-- Your instructions --
Set down all of the entries precisely as they were written.

-- Source data --
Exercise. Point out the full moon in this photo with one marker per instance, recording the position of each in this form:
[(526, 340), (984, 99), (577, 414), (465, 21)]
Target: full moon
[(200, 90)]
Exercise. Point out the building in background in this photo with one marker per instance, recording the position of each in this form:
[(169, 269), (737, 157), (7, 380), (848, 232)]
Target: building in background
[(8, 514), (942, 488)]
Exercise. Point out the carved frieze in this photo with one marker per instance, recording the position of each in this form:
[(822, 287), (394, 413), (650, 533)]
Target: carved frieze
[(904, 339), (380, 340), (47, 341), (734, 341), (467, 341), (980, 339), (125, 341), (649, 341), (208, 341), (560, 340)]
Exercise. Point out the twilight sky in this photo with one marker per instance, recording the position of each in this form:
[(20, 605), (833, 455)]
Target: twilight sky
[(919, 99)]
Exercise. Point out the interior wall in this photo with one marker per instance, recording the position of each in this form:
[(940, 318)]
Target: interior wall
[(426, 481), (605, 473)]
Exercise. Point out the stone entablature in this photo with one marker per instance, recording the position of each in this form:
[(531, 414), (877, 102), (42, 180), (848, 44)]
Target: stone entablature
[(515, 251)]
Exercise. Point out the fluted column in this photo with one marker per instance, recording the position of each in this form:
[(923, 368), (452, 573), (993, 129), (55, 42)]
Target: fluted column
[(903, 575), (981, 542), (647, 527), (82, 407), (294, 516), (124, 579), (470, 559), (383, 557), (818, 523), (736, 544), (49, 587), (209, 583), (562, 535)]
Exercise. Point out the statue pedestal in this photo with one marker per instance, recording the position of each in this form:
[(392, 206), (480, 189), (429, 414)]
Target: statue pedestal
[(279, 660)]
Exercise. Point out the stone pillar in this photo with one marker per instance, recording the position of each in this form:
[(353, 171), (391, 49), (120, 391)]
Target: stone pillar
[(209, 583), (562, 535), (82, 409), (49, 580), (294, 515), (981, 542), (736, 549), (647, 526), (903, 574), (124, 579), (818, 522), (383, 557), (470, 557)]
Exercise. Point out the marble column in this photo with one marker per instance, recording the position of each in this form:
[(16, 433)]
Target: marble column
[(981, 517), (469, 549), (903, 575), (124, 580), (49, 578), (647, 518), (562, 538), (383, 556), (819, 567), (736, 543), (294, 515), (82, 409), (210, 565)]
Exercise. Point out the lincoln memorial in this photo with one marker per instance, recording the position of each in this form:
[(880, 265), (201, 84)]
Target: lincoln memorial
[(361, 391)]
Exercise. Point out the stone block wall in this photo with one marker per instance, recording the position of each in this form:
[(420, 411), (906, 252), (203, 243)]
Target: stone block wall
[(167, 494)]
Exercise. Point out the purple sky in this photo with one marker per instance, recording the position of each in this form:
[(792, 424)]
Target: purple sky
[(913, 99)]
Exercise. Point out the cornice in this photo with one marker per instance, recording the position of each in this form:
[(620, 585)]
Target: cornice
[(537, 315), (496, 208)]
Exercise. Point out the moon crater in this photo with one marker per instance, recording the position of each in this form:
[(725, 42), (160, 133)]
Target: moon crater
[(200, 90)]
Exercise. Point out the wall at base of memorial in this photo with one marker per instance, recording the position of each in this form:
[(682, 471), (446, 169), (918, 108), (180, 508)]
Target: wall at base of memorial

-- Solution to the problem --
Exercise. Point out the full moon in this photo with one marker per instance, recording the position of each in this form:
[(526, 340), (984, 99), (577, 414), (465, 21)]
Target: full moon
[(200, 90)]
Exercise. Point out the building in background in this photo with one marker per instance, recording the position of each in this form:
[(169, 269), (737, 157), (7, 380), (848, 232)]
Target: building in background
[(8, 514), (942, 488)]
Exercise. Point out the carved frieze in this photo with one marker per instance, recording the position of each in this form:
[(822, 287), (394, 413), (650, 533)]
Target: carved frieze
[(904, 339), (380, 340), (47, 341), (734, 341), (467, 341), (980, 339), (125, 341), (649, 341), (208, 341), (560, 340)]
Exercise. Point out the twilight sky in this photo with one marker per instance, recording the position of each in this form:
[(20, 605), (833, 455)]
Target: twilight sky
[(919, 99)]
Exercise. Point out the interior wall in this photo with one marker per instance, recording the position of each in this form:
[(940, 318)]
Target: interior wall
[(426, 481), (605, 473)]
Exercise. Point out the stone entablature in this photo with one marker per instance, recording the position of each in this form:
[(531, 414), (877, 102), (42, 180), (848, 44)]
Target: stone entablature
[(515, 251)]
Exercise. Point out the fluted column in this photo with one marker per instance, recording the position of each in this form:
[(923, 368), (452, 573), (993, 129), (55, 42)]
Target: fluted column
[(903, 575), (981, 542), (647, 527), (82, 407), (294, 516), (124, 579), (470, 559), (383, 557), (818, 523), (736, 544), (49, 587), (209, 583), (562, 535)]
Exercise. Point out the statue pedestal in this photo with one marker per instance, recording the position of each in this form:
[(392, 206), (480, 189), (429, 414)]
Target: statue pedestal
[(279, 660)]
Exercise. Point out the stone pillar in this photo with one marker per instance, recording the position of each in this form:
[(353, 171), (391, 49), (120, 391)]
Target: stone pillar
[(209, 583), (562, 535), (82, 409), (49, 580), (294, 515), (981, 542), (736, 549), (647, 526), (903, 574), (124, 579), (818, 522), (383, 557), (470, 557)]
Exercise. Point out the marble column in this photo with one marker per instance, recording the position of each in this form:
[(16, 433)]
Target: marble column
[(981, 517), (469, 549), (903, 575), (124, 580), (49, 578), (647, 518), (562, 538), (383, 556), (819, 567), (736, 543), (294, 515), (82, 409), (210, 565)]
Exercise. Point out the lincoln memorial in this photo with one marker per instance, recording the position of each in this form:
[(880, 265), (201, 84)]
Target: lincoln memorial
[(361, 391)]
Exercise. Point out the stone block wall in this photo with one marker per instance, recording the position of each in this form:
[(420, 411), (906, 252), (203, 243)]
Target: stone block wall
[(167, 494)]
Exercise. Point out the purple sky in this photo with one marker per instance, recording the position of each in this form:
[(792, 424)]
Target: purple sky
[(913, 99)]
Exercise. Point out the cornice in this photo with one marker per instance, recording the position of each in this form:
[(620, 585)]
Target: cornice
[(537, 315), (496, 208)]
Exercise. Point out the moon crater in this photo with one marker per instance, recording the position of each in this form:
[(725, 42), (160, 133)]
Target: moon crater
[(200, 90)]
Exercise. Point out the wall at base of memorial in this photo with one marker per instance, recording the position of each in this form:
[(682, 471), (446, 169), (918, 108), (180, 508)]
Target: wall at base of memorial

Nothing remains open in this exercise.